### [Short problem]
Pictures don't belong in the copy. Set down the lines from the one containing "the stadium stairway" through the last line, exactly as they are.

### [Stored rows]

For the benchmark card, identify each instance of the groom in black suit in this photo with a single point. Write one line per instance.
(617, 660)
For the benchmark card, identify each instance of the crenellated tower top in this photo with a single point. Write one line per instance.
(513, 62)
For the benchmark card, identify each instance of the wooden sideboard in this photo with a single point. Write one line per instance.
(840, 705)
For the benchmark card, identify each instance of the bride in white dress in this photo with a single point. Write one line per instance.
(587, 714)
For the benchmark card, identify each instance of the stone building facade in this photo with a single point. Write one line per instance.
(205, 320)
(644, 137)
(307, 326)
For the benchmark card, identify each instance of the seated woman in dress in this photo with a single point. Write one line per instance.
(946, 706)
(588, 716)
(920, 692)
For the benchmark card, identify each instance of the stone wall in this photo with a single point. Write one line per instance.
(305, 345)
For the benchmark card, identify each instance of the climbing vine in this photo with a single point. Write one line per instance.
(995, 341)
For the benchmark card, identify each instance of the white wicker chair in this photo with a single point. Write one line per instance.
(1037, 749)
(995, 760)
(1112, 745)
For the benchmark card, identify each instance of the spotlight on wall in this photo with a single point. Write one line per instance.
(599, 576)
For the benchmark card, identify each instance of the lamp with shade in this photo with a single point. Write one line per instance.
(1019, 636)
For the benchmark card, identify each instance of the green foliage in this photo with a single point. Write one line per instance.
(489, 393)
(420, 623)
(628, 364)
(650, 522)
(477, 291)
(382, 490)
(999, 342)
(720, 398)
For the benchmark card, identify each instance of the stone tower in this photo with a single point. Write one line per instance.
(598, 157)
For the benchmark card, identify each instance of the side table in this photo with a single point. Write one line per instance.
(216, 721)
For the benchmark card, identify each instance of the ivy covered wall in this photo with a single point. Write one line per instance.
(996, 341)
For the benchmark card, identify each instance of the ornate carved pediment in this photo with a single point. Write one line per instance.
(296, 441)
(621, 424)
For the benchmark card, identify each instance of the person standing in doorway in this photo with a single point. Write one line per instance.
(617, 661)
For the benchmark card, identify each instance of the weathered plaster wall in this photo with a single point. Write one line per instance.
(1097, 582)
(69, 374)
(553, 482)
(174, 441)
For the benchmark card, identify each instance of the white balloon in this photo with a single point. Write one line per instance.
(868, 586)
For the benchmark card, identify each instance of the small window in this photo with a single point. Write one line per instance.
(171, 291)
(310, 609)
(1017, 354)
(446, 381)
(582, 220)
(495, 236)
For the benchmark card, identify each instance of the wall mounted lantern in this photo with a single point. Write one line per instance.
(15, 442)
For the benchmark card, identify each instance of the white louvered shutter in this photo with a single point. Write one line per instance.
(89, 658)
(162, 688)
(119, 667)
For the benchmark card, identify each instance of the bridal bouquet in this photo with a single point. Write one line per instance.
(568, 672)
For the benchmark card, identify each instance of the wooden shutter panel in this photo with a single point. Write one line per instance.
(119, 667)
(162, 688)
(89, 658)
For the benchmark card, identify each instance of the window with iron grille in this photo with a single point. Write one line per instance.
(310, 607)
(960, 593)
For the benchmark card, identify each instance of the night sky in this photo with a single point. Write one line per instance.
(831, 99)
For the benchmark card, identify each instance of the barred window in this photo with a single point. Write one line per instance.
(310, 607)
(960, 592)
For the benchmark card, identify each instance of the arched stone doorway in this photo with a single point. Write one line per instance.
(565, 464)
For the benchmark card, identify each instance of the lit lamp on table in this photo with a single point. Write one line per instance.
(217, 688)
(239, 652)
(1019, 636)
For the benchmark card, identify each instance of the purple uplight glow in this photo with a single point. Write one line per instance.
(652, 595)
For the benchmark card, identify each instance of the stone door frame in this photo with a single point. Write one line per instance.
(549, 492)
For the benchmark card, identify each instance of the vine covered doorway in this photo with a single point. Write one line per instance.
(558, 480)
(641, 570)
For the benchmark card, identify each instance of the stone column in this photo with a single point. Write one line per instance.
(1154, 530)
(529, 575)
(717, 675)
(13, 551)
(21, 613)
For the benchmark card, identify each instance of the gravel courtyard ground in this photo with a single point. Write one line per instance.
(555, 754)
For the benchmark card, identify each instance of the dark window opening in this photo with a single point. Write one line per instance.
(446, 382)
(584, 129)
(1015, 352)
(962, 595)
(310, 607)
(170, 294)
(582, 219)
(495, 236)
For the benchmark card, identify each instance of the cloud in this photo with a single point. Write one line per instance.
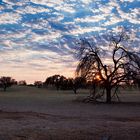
(9, 18)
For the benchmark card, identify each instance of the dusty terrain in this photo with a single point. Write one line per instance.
(28, 113)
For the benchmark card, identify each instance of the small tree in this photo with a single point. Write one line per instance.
(92, 63)
(6, 82)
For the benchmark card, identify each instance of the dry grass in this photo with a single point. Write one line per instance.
(28, 113)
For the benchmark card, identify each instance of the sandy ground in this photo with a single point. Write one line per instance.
(39, 114)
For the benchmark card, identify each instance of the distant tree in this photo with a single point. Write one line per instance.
(112, 74)
(134, 67)
(22, 83)
(6, 82)
(56, 80)
(38, 84)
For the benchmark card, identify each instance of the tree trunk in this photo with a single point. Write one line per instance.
(108, 95)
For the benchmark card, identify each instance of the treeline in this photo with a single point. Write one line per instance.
(60, 82)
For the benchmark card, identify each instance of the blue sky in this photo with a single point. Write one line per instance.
(37, 37)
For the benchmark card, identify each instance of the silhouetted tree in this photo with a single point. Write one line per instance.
(6, 82)
(111, 74)
(38, 84)
(56, 81)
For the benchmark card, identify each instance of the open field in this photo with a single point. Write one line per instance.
(28, 113)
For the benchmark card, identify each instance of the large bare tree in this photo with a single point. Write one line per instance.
(109, 65)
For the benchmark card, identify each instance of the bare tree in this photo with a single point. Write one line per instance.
(111, 74)
(6, 82)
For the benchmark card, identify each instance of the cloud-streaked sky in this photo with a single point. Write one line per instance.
(37, 36)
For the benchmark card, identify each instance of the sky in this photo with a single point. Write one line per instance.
(37, 37)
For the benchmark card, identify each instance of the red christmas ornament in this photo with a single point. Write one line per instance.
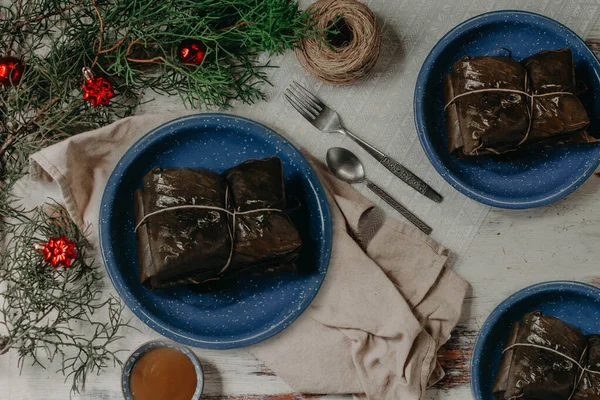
(96, 90)
(11, 70)
(58, 251)
(191, 51)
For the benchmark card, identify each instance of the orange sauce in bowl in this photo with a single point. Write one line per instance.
(164, 373)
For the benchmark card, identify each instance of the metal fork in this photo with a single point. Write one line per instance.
(327, 120)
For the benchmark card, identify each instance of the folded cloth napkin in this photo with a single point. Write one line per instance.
(386, 306)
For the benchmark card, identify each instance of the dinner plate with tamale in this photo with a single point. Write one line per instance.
(215, 231)
(506, 108)
(543, 342)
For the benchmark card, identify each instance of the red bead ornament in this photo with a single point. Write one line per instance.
(191, 51)
(96, 90)
(11, 70)
(58, 251)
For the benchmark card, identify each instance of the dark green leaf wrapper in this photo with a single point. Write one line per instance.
(532, 373)
(191, 246)
(497, 122)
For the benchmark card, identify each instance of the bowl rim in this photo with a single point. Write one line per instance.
(419, 93)
(155, 135)
(136, 354)
(508, 303)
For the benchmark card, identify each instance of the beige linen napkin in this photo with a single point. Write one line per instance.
(387, 304)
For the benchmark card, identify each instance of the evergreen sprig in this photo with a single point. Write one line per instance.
(44, 310)
(133, 44)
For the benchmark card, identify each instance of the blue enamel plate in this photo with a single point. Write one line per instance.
(249, 310)
(575, 303)
(533, 179)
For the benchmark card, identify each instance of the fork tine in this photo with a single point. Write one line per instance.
(310, 95)
(299, 108)
(305, 99)
(309, 105)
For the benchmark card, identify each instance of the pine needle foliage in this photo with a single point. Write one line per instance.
(132, 44)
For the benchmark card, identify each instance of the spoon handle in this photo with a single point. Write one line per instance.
(398, 169)
(399, 207)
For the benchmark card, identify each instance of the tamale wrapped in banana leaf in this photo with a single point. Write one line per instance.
(265, 239)
(537, 363)
(495, 104)
(554, 115)
(243, 229)
(485, 122)
(182, 244)
(588, 384)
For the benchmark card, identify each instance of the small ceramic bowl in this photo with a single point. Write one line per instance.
(155, 344)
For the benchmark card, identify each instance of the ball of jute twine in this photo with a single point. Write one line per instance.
(345, 64)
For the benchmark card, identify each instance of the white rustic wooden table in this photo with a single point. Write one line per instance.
(511, 250)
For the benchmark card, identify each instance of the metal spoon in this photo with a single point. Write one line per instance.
(348, 168)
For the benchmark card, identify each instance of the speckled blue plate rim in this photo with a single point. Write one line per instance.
(161, 326)
(424, 73)
(156, 344)
(502, 308)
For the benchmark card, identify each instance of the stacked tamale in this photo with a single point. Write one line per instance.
(179, 243)
(495, 104)
(548, 359)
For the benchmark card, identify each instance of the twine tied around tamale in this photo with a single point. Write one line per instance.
(230, 230)
(577, 363)
(351, 60)
(532, 96)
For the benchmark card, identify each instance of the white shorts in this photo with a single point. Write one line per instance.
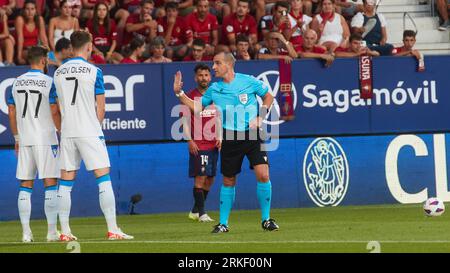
(92, 150)
(42, 160)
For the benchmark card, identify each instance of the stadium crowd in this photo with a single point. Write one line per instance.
(159, 31)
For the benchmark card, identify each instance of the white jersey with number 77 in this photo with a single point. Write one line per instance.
(77, 83)
(31, 96)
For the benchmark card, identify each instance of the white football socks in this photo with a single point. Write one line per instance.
(64, 204)
(108, 204)
(51, 208)
(24, 204)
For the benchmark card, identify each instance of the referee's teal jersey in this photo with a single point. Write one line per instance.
(236, 100)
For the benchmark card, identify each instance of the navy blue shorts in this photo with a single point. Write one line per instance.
(203, 164)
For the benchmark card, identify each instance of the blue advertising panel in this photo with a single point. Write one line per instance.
(305, 172)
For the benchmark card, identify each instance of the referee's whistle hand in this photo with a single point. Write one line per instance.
(255, 123)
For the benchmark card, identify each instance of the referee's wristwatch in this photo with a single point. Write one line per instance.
(179, 94)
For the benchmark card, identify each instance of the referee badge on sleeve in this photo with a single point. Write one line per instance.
(243, 98)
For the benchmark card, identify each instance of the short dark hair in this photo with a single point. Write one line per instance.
(80, 38)
(281, 4)
(199, 42)
(246, 1)
(409, 33)
(355, 36)
(171, 5)
(62, 43)
(201, 66)
(143, 2)
(242, 38)
(36, 53)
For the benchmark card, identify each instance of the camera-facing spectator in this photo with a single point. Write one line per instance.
(133, 51)
(277, 48)
(7, 41)
(30, 31)
(331, 27)
(297, 24)
(357, 48)
(63, 50)
(104, 34)
(243, 49)
(348, 9)
(409, 40)
(7, 7)
(175, 31)
(63, 25)
(204, 25)
(372, 26)
(310, 49)
(141, 24)
(240, 22)
(274, 21)
(157, 48)
(117, 13)
(198, 51)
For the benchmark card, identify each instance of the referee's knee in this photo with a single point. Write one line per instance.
(263, 177)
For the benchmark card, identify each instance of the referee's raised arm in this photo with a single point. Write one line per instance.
(195, 106)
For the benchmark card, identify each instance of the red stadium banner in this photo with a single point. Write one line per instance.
(365, 76)
(286, 99)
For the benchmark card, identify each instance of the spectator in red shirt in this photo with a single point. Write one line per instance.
(297, 24)
(355, 49)
(30, 31)
(240, 22)
(104, 34)
(275, 21)
(197, 52)
(243, 50)
(6, 41)
(7, 6)
(277, 48)
(310, 49)
(409, 40)
(142, 24)
(204, 25)
(175, 32)
(157, 48)
(133, 51)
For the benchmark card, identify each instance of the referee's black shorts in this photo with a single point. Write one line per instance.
(235, 146)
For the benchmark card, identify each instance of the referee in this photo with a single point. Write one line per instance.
(235, 98)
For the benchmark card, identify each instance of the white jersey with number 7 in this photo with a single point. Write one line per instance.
(77, 82)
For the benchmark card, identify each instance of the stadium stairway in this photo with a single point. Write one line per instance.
(430, 40)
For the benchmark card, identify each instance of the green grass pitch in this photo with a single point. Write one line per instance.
(397, 228)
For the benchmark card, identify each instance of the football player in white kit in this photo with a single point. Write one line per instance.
(81, 98)
(33, 114)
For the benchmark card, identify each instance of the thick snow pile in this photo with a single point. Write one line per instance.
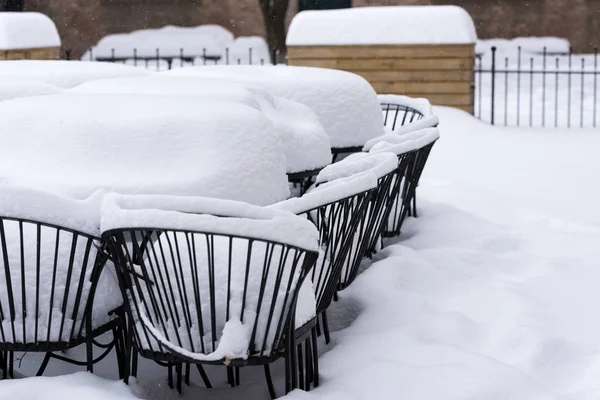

### [Solution for this problem]
For the benchmark card, identify each instance of the stadium stairway in this photo with a single point. Write one line per instance.
(430, 40)
For the benchmark card, identify each instance of the green grass pitch in this photo with a single point. Write one line per instance.
(397, 228)
For the benchmark card, identify each instance of the football player in white kit in this photo with a single point. Write one line per instance.
(81, 98)
(33, 114)
For the benchmark card, identify each instance of the thick snow pile in this photo with a single point. Write one line per instance.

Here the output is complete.